Exercise details – Quote the lines below word for word, starting at the first line and ending at the line that contains "[[799, 54]]", including both of those lines. Leave the pictures out of your answer.
-- start of Input material --
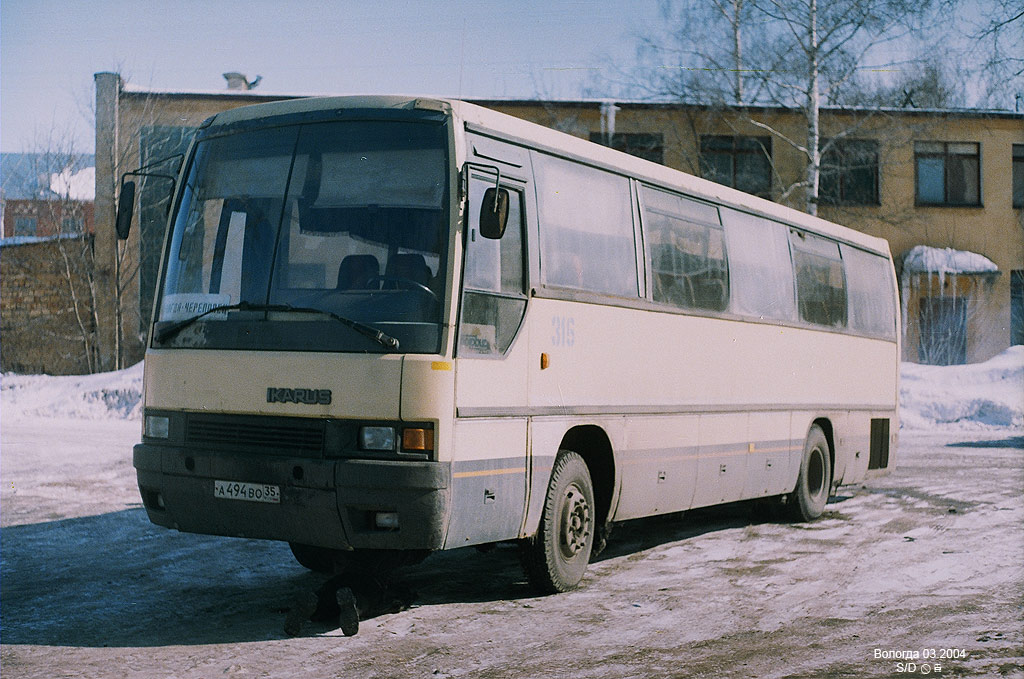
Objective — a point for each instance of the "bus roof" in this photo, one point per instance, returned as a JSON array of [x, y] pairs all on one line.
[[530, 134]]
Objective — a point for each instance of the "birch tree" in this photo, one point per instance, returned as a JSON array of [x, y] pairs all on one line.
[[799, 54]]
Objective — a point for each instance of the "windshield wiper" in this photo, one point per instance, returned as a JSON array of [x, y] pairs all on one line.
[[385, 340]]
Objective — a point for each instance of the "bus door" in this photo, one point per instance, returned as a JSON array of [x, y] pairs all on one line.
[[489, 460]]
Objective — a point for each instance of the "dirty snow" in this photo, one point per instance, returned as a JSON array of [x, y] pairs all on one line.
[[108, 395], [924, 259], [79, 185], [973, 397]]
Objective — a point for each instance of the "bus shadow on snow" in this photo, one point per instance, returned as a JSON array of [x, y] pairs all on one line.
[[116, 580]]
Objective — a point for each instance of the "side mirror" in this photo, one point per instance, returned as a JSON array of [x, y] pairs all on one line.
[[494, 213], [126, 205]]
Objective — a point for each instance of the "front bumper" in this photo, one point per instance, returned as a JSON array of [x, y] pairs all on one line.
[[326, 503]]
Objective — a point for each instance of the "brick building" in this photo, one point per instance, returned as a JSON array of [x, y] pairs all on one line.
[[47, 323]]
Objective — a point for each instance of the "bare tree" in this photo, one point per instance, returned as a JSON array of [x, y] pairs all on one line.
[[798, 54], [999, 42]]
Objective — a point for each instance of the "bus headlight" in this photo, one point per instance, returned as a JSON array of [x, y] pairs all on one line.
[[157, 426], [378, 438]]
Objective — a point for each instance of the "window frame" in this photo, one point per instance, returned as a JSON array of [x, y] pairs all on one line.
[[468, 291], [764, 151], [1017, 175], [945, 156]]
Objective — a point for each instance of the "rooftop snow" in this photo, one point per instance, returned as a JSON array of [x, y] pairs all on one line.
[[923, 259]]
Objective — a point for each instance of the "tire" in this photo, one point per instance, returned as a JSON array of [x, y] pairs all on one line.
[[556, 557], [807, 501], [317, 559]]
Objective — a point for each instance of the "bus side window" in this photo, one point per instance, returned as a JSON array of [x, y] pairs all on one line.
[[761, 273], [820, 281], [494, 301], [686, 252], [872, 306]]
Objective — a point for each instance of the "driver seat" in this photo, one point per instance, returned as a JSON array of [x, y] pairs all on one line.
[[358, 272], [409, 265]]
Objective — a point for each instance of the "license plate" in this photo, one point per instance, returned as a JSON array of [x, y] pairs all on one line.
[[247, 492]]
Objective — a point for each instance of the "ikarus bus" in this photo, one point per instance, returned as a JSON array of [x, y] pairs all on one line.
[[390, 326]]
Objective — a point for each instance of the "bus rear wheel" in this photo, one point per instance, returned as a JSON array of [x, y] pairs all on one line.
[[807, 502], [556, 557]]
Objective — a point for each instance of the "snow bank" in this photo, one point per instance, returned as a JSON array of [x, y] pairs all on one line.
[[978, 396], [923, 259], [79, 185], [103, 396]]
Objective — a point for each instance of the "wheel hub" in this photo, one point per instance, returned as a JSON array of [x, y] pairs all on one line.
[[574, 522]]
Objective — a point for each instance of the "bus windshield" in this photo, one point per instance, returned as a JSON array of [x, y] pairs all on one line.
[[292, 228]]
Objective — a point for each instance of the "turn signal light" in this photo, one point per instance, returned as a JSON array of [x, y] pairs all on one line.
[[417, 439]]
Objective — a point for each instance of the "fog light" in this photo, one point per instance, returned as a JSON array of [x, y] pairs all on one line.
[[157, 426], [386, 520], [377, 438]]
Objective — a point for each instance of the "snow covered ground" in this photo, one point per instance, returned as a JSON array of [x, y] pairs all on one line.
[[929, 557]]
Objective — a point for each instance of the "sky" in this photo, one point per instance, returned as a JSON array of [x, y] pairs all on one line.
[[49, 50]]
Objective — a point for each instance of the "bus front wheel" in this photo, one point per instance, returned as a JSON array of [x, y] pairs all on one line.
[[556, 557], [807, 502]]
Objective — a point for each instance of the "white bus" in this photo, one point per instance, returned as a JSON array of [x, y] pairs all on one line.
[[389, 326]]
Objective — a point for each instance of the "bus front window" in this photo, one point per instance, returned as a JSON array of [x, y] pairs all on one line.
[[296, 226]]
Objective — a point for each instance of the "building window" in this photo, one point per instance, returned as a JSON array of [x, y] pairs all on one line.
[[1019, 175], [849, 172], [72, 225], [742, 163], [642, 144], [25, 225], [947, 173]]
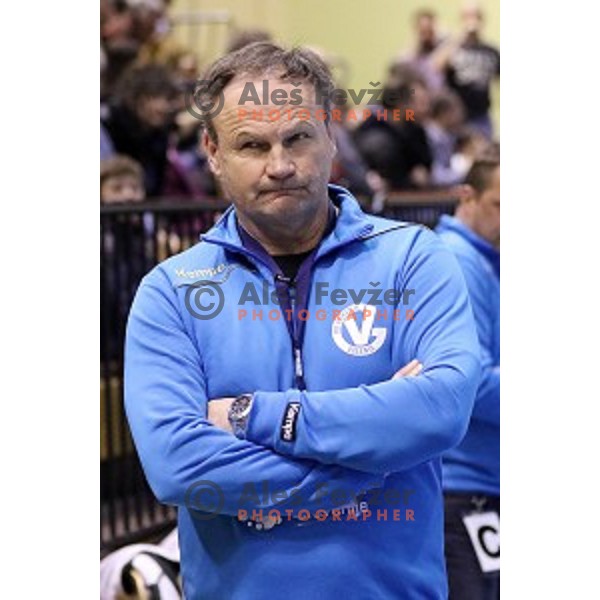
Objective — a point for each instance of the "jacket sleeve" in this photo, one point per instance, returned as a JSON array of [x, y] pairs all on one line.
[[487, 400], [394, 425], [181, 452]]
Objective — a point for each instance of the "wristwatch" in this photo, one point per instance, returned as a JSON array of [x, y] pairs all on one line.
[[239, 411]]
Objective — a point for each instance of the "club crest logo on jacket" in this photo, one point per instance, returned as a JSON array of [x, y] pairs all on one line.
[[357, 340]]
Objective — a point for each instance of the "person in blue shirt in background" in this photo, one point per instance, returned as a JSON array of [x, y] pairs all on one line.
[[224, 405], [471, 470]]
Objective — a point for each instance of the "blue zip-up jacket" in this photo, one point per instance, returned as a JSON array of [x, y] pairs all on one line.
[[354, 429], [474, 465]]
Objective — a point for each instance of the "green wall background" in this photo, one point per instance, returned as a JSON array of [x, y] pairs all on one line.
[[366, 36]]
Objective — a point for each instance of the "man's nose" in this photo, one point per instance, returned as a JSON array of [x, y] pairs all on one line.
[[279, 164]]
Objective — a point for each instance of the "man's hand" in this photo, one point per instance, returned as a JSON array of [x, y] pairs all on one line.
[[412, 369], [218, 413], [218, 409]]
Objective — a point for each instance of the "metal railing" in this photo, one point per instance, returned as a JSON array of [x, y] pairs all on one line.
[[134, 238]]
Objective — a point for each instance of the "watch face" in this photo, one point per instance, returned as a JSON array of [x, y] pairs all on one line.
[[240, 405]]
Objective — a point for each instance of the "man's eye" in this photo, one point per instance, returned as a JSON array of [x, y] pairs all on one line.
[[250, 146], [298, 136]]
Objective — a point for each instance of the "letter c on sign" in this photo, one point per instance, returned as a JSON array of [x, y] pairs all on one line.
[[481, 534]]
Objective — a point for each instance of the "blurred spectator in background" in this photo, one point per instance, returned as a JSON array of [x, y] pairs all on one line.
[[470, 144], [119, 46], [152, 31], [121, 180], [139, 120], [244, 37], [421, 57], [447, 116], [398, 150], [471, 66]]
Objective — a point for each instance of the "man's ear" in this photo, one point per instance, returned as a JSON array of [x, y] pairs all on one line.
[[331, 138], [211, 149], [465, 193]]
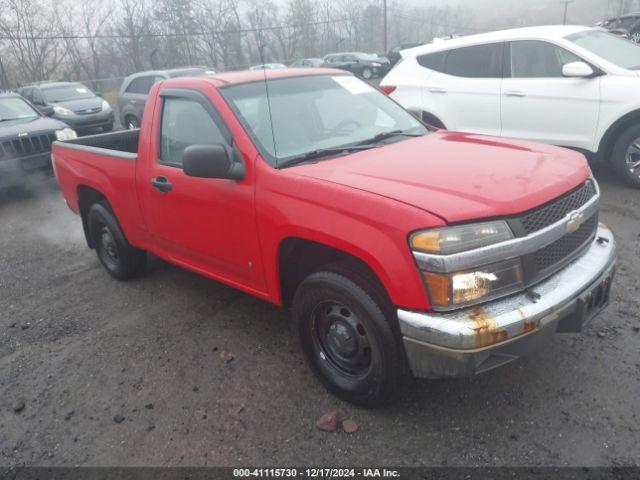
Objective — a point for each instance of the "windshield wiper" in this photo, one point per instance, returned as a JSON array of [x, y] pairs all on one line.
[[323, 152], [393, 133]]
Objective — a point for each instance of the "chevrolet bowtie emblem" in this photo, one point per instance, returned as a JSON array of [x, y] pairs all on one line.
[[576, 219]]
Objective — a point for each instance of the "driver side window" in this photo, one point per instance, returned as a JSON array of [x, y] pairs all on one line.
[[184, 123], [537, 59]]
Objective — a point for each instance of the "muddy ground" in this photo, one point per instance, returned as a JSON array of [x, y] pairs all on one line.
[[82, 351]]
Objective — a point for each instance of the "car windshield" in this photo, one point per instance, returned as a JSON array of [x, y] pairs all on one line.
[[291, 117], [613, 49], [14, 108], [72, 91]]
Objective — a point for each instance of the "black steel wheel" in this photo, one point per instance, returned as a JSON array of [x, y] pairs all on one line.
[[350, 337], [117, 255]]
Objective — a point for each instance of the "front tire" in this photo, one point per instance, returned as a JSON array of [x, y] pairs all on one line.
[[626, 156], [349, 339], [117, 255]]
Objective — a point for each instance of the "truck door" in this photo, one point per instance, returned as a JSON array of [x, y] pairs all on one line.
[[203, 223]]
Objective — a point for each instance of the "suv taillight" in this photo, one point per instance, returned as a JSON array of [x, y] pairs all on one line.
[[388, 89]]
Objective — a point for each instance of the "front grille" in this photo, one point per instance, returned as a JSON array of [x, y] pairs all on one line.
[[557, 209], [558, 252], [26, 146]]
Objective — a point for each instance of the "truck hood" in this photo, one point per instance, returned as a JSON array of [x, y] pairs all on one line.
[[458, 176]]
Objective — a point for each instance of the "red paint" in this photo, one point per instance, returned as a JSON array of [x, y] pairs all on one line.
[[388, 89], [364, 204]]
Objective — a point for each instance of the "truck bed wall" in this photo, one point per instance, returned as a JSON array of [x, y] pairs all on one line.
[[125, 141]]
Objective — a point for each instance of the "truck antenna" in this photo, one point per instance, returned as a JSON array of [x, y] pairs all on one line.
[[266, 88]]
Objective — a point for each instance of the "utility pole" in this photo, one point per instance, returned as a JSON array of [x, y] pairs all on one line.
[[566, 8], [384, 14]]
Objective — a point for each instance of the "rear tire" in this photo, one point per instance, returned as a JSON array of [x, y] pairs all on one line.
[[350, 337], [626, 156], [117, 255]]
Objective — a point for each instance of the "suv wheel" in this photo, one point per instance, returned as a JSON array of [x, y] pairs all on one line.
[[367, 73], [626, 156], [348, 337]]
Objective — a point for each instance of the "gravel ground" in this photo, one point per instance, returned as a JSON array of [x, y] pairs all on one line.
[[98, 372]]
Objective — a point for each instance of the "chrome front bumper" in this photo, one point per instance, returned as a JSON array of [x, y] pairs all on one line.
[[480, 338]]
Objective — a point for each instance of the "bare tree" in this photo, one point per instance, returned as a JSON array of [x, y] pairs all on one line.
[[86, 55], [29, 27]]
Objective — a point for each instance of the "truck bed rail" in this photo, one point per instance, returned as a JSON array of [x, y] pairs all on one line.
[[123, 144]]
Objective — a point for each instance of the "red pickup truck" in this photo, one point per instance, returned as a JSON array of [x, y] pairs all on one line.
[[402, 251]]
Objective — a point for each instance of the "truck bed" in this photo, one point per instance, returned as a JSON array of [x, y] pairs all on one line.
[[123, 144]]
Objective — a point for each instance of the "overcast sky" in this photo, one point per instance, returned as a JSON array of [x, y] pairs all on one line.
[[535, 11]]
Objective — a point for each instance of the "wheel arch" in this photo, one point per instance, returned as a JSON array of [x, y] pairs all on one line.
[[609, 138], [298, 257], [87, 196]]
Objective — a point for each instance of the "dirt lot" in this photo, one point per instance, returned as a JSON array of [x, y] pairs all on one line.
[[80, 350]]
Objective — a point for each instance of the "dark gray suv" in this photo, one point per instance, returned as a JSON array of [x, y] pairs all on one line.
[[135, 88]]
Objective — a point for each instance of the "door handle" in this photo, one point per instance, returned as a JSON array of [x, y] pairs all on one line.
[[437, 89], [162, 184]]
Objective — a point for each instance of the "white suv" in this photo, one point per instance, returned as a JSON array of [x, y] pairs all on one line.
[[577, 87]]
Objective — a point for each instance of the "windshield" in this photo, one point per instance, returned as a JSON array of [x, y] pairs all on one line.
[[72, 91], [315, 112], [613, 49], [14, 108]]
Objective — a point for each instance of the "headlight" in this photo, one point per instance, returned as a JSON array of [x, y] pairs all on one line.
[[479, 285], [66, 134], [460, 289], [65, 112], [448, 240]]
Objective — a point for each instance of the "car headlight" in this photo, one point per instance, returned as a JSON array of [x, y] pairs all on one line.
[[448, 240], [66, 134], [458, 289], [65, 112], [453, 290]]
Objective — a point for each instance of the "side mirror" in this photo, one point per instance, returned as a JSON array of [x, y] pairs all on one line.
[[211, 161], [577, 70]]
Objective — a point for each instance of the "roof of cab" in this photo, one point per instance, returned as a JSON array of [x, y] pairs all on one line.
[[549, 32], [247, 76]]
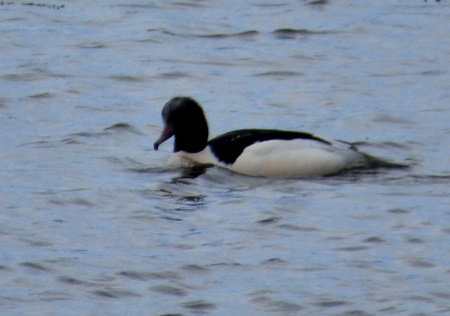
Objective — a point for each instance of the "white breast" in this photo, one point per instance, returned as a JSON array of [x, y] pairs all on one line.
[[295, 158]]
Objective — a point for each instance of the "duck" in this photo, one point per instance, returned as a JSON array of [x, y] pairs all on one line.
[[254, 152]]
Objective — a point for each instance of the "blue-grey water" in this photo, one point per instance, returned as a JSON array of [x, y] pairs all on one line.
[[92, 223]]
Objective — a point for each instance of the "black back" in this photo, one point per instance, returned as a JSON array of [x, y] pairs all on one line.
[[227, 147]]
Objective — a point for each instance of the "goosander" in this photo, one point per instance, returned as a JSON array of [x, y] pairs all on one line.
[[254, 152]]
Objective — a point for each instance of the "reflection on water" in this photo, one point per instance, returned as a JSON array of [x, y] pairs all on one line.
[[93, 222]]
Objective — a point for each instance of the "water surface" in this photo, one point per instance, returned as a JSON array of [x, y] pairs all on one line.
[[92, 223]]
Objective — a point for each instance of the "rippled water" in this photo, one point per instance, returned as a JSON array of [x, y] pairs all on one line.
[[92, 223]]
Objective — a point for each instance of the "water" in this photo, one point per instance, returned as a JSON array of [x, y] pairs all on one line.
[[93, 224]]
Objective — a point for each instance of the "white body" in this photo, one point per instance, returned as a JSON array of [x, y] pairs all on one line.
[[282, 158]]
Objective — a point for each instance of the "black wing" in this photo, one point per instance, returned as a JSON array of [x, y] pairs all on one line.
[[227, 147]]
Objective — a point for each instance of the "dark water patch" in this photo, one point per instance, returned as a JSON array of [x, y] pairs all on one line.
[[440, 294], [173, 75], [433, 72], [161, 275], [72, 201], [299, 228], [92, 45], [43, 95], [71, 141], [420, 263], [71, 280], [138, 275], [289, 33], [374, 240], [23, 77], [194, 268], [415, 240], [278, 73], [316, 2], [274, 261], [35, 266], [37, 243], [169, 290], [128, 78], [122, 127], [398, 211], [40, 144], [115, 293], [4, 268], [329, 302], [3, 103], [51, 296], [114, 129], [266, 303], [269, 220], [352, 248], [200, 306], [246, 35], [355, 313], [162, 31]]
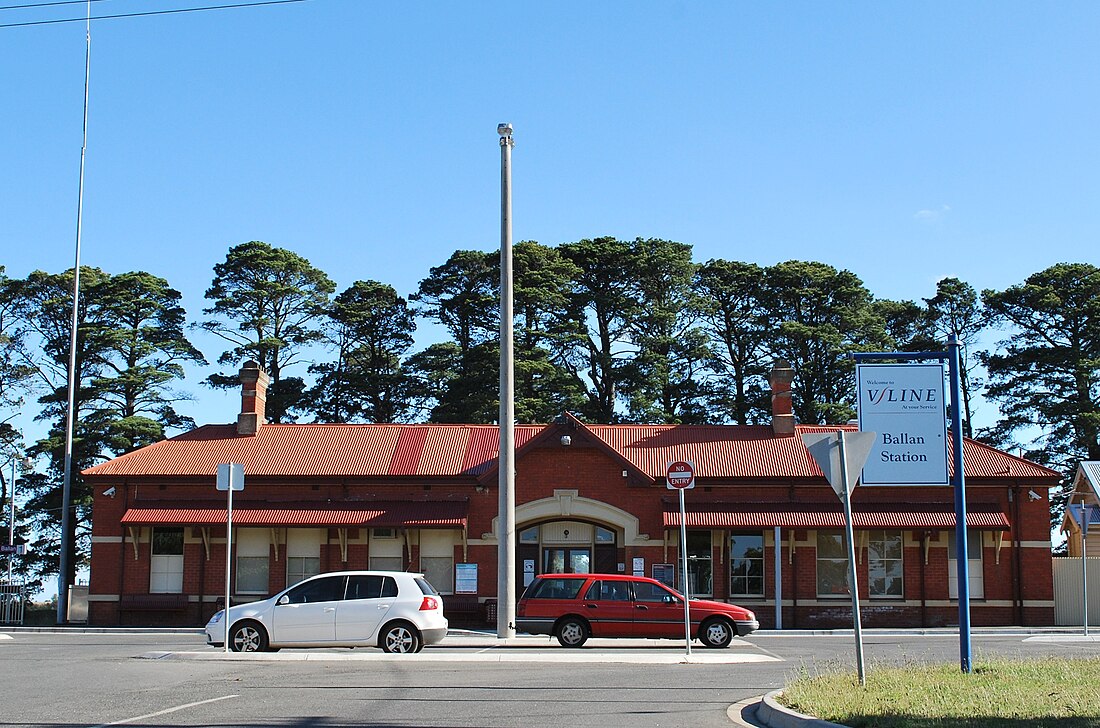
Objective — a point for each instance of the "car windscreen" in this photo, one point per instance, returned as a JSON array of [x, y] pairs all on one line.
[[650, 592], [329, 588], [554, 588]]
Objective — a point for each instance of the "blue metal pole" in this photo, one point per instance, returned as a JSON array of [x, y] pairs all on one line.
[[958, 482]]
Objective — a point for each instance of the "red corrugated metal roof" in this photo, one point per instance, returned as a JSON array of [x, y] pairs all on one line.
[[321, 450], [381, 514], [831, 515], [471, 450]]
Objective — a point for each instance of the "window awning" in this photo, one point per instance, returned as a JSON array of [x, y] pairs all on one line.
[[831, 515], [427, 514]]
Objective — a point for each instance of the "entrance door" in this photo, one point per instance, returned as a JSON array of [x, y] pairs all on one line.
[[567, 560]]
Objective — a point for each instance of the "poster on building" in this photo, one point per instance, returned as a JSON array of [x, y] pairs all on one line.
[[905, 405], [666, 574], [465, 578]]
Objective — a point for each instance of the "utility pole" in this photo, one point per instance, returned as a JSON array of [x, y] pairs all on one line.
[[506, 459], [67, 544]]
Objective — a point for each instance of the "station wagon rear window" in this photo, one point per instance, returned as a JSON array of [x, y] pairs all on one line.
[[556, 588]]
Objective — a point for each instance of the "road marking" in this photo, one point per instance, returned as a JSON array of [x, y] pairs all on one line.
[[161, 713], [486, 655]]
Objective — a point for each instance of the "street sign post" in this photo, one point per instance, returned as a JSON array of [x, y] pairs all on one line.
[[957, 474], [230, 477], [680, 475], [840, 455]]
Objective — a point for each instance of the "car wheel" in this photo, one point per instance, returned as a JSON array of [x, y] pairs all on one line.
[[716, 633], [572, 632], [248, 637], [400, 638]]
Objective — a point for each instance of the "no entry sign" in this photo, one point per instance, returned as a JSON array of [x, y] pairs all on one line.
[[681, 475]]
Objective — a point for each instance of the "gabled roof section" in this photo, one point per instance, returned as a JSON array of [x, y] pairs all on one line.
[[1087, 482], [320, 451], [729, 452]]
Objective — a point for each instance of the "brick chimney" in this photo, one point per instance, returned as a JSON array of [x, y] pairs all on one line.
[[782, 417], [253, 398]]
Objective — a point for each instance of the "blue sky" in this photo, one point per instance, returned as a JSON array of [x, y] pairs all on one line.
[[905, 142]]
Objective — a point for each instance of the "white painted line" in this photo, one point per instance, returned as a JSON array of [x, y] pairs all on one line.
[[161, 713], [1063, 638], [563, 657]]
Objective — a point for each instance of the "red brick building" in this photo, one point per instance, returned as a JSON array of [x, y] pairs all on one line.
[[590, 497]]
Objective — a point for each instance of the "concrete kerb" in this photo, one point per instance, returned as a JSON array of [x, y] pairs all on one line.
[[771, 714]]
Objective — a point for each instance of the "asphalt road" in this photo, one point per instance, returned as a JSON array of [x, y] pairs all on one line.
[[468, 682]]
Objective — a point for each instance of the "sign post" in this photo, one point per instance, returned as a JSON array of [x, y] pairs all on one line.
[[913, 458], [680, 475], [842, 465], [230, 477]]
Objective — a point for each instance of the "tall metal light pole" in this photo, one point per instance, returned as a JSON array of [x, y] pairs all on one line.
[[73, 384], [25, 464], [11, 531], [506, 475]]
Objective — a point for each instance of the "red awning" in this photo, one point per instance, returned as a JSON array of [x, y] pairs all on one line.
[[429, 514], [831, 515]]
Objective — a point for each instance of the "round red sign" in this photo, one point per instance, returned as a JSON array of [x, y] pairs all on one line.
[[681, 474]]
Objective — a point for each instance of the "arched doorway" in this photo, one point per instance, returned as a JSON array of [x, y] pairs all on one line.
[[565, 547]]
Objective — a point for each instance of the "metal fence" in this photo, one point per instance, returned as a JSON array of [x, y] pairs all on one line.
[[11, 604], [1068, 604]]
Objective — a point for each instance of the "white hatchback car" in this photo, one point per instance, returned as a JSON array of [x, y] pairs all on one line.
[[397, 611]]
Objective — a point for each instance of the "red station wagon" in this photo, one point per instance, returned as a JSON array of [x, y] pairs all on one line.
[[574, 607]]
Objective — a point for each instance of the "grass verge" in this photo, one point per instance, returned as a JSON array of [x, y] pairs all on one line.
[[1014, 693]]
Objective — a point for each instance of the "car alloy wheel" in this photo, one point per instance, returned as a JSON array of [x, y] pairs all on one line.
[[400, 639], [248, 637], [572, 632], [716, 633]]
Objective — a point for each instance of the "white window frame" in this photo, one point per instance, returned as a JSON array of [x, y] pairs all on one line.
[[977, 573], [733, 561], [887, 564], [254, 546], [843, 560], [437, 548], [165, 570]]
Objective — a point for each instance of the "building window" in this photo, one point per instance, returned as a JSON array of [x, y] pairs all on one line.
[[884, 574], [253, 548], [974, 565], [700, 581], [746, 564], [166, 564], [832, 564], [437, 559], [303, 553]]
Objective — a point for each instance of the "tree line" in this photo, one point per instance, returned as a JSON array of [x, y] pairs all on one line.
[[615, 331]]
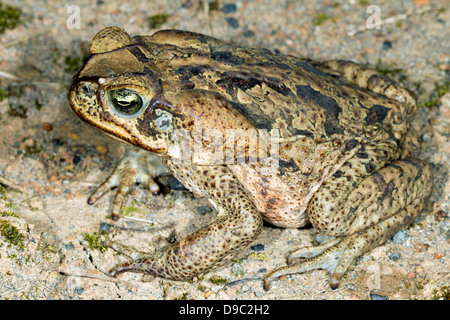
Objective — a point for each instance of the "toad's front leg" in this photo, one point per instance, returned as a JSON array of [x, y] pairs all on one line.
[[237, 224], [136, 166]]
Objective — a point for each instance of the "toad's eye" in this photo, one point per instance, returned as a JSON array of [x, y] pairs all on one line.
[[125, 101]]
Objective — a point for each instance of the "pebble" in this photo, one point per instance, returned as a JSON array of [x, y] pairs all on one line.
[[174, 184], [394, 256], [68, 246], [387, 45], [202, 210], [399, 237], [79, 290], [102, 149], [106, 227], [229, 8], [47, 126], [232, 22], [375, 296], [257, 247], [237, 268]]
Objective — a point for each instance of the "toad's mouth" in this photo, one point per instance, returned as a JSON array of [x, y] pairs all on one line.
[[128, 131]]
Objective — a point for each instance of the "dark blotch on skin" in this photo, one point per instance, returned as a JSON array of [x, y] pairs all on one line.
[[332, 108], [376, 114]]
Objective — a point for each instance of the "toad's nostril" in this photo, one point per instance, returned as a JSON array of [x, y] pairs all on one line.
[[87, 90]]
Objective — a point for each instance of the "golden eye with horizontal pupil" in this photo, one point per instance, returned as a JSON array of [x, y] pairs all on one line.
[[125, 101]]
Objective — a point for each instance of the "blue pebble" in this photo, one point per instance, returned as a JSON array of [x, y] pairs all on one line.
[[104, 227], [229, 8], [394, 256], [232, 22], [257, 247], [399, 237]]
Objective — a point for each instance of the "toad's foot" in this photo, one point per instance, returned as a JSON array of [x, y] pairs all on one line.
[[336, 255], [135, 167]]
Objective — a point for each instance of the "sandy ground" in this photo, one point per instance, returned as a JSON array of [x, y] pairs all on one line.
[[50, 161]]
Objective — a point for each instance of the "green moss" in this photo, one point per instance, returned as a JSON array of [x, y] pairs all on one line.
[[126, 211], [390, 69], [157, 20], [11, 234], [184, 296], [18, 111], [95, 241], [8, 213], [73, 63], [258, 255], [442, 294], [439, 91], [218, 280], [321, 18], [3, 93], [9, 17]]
-- end of Input material --
Result of the task –
Objective — a point for each instance of the "bus roof" in this photo, one point per instance, returned as a JSON array of [x, y] pairs all on one line.
[[530, 134]]
Objective — a point for each instance of the "birch tree" in this photo, one point per instance, returned as a JSON array of [x, y] pairs all on one line.
[[799, 54]]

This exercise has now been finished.